═══ EXTRACTED MATERIAL ═══

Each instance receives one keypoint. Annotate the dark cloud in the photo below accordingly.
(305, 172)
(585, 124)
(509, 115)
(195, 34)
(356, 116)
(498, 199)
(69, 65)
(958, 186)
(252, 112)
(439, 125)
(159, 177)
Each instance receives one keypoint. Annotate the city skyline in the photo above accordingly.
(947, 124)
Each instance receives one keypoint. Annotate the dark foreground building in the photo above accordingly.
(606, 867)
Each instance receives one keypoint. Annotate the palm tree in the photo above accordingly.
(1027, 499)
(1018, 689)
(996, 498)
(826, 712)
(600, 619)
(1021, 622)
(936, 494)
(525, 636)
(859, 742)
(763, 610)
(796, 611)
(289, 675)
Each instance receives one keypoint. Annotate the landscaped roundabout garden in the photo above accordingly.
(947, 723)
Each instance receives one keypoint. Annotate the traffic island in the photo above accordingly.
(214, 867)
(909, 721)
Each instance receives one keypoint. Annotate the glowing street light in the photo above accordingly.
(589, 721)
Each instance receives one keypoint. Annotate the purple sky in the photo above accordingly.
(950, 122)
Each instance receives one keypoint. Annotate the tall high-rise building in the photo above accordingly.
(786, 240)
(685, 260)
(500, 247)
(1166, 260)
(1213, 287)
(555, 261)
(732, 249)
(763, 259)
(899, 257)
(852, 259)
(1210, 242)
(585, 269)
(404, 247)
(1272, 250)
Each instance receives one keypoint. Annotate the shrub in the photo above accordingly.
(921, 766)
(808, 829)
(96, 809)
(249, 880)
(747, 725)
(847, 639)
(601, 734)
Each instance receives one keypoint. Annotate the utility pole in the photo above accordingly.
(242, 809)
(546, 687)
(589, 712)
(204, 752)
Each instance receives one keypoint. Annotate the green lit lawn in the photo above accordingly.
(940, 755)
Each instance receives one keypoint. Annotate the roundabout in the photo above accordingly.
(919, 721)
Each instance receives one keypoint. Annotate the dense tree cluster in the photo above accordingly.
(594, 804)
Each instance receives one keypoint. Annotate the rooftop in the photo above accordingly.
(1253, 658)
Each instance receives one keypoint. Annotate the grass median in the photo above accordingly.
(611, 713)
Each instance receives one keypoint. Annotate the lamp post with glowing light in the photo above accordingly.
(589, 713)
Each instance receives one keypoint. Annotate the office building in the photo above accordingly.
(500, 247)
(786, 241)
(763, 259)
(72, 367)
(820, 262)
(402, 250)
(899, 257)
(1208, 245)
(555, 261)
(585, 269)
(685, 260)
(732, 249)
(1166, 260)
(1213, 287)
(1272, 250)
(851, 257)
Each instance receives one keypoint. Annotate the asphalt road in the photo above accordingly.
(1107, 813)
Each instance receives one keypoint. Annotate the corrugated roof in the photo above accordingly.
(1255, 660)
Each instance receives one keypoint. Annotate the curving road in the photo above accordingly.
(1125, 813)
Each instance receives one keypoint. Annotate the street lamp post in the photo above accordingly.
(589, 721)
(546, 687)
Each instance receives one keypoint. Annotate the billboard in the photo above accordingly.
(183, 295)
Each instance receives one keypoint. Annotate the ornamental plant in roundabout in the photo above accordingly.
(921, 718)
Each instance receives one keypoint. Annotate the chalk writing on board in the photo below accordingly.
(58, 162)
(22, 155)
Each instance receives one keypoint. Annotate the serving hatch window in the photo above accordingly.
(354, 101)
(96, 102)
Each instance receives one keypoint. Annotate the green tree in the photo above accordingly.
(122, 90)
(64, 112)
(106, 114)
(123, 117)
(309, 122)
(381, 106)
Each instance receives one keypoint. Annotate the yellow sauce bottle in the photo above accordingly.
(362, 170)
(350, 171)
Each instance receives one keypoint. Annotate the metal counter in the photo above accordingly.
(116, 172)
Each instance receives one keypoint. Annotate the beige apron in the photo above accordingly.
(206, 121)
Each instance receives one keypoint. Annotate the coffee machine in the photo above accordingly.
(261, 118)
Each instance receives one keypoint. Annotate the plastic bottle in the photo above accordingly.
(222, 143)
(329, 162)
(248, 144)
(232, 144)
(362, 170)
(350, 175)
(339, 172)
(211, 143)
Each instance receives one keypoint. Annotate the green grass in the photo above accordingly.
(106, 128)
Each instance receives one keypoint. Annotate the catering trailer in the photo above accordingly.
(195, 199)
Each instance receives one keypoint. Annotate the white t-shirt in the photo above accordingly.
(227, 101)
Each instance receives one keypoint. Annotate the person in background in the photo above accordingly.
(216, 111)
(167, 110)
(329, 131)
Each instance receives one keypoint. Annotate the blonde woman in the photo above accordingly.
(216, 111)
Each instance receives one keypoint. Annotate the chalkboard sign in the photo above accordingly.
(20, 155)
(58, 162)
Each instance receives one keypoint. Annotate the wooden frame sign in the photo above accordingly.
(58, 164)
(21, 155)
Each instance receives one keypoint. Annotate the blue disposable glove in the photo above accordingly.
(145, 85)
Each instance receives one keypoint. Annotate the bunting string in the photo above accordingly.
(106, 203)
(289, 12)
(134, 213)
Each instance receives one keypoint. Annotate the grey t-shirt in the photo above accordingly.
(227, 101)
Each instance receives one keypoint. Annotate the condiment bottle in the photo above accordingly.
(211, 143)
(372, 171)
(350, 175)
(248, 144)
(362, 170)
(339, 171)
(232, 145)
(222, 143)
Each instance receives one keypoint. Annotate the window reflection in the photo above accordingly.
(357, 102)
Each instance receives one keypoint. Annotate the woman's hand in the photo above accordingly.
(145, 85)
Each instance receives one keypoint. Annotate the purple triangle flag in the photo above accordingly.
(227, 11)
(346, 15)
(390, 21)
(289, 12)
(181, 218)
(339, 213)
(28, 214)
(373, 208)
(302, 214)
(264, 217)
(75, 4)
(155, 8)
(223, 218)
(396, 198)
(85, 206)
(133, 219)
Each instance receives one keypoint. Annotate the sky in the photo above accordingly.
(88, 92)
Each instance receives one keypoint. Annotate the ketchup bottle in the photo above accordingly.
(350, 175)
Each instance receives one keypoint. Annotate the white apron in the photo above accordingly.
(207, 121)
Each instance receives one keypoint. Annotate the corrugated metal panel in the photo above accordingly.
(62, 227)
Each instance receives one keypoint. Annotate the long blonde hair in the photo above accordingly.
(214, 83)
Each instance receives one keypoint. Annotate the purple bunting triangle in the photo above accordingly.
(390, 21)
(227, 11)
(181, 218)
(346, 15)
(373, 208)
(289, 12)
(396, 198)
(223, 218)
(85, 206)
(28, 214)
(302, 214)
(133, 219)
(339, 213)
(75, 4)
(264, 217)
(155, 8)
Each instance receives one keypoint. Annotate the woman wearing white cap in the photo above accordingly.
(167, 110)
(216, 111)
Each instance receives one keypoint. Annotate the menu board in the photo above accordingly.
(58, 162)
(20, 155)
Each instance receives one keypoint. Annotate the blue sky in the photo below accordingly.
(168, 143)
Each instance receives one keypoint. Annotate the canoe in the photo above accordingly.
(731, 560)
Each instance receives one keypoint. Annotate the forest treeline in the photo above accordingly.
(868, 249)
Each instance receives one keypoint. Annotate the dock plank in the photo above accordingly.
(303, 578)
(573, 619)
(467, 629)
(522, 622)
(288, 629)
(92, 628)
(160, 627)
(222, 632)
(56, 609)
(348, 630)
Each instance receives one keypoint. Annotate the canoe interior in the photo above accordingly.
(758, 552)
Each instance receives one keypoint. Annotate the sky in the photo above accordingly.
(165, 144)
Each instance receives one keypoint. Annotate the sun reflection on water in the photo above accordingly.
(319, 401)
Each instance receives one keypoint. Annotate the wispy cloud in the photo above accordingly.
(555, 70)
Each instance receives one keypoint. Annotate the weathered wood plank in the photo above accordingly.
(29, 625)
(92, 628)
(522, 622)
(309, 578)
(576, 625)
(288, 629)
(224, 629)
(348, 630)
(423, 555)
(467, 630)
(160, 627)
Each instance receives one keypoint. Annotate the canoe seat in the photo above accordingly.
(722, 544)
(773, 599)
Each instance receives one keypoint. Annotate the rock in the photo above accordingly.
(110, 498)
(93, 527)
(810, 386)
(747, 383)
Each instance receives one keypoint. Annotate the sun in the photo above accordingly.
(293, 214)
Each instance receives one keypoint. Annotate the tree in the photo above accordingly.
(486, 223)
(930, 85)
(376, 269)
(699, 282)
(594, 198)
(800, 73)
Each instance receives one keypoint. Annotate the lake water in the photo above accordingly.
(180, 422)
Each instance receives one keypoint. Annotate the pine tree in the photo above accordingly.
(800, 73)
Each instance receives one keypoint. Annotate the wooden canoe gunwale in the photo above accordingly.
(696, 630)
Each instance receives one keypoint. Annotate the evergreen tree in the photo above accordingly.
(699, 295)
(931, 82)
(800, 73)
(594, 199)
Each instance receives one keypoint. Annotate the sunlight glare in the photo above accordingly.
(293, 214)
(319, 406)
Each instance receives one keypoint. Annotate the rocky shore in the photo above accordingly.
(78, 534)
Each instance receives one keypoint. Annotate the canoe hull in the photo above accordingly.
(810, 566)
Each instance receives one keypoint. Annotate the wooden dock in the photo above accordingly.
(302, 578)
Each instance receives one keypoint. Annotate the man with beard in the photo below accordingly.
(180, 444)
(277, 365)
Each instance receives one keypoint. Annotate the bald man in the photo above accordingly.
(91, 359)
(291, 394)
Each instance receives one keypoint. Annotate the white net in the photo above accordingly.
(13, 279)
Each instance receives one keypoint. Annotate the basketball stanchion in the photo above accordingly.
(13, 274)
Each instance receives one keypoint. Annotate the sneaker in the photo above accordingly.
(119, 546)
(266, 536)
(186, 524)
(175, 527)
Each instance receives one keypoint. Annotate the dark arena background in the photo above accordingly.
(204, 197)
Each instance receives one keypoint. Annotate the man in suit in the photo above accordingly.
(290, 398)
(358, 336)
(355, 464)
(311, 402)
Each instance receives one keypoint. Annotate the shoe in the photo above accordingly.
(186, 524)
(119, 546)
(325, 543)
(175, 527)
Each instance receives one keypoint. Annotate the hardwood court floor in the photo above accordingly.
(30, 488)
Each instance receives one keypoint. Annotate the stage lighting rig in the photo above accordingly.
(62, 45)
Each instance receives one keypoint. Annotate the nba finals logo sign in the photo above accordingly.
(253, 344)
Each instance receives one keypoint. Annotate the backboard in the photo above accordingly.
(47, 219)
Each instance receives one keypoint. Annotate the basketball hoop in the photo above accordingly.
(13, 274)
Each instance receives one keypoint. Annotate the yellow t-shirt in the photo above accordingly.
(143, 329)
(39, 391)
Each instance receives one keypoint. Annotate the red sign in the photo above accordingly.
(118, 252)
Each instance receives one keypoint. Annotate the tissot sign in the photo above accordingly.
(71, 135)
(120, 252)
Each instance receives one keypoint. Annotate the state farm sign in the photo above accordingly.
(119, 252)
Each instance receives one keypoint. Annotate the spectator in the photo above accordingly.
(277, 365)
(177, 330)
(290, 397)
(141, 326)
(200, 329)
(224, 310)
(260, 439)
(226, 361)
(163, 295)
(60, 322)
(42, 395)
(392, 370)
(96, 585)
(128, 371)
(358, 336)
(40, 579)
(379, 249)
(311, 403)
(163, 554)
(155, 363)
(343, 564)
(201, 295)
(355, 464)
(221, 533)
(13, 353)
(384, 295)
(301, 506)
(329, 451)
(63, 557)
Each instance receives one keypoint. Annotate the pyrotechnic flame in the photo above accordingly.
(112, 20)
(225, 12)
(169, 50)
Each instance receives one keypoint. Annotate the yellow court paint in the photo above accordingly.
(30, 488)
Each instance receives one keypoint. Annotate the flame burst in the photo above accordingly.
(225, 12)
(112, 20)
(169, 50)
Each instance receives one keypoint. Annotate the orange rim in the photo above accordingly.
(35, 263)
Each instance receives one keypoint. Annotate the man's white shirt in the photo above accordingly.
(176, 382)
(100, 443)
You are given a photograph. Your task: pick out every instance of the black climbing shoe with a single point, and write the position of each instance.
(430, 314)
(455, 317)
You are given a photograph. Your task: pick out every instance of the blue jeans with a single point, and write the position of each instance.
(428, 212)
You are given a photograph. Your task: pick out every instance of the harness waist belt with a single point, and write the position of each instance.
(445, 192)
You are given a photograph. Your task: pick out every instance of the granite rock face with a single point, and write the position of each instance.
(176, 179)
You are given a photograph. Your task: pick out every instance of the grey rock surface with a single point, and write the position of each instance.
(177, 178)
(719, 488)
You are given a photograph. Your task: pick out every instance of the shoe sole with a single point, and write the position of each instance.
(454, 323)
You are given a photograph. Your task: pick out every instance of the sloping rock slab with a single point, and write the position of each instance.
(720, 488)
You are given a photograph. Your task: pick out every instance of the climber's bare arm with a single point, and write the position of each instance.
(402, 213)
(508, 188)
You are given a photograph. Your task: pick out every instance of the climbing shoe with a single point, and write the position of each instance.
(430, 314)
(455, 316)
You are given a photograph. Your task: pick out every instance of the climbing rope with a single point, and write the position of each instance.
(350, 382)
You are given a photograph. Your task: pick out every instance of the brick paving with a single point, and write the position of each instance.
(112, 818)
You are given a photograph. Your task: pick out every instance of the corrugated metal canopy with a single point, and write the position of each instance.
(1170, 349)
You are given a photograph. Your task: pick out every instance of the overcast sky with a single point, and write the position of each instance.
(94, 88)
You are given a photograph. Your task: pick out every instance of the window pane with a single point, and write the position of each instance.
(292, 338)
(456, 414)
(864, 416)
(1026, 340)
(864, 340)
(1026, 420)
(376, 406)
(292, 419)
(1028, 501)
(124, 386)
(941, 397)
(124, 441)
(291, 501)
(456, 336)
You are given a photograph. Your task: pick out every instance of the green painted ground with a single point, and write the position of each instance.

═══

YOUR OBJECTIVE: The result consists of the line with "of the climber's" through the last line of the entries above, repeated exactly and with nothing else.

REPLY TO THE EXERCISE:
You are given a photograph. Your task: pick out every instance of the climber's bare arm with a single point, and write the position of each instance.
(402, 213)
(508, 188)
You are given a photograph. Your task: pick out every instance of the climbing shoe with a single point, and write the position of each instance.
(430, 314)
(455, 316)
You are given a photograph. Your task: pick out every instance of the climbing rope with a single point, and write the position of each instance.
(350, 382)
You are given a photograph. Your task: pick out every instance of the brick paving with a single point, and write the position of each instance.
(112, 818)
You are given a photograph. Your task: pick out every instance of the corrugated metal canopy with a single point, and write the position of each instance.
(1170, 349)
You are given a photograph. Your task: pick out every instance of the overcast sky with a single point, and write the position of each instance.
(94, 88)
You are given a photograph. Your task: pick out every instance of the window pane with a single point, and write the position of each instance.
(292, 338)
(456, 414)
(864, 416)
(1026, 340)
(864, 340)
(1026, 420)
(376, 406)
(292, 419)
(1028, 501)
(124, 386)
(941, 397)
(124, 441)
(291, 501)
(456, 336)
You are given a photograph. Your task: pick out every instance of the green painted ground with a single point, and write the position of each instance.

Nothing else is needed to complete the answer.